Point-based annotation data

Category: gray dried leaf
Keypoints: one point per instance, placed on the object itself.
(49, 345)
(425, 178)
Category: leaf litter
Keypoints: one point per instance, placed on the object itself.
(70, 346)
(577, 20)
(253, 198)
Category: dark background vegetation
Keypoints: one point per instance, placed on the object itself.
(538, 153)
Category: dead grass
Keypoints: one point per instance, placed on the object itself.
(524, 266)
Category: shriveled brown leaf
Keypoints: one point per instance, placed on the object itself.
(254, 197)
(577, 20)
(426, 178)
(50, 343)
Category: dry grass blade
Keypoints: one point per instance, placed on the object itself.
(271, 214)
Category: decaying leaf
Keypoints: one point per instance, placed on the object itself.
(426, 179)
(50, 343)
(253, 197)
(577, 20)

AIM OF THE EXERCISE
Reproduce verbatim the lines of the rows beginning with the line that contains "Category: shriveled brown leaf" and continuing up to and including the last line of the rows.

RESULT OF THE TASK
Category: shriveled brown leaf
Keypoints: one point per instance, placed on the object itself.
(254, 197)
(577, 20)
(426, 178)
(50, 343)
Category: dry grass blade
Keypoints: one point per instance, placed on the object itself.
(271, 214)
Category: decaying leaf
Keypoints: one point per instance, placed on the object itself.
(426, 179)
(50, 343)
(253, 197)
(577, 20)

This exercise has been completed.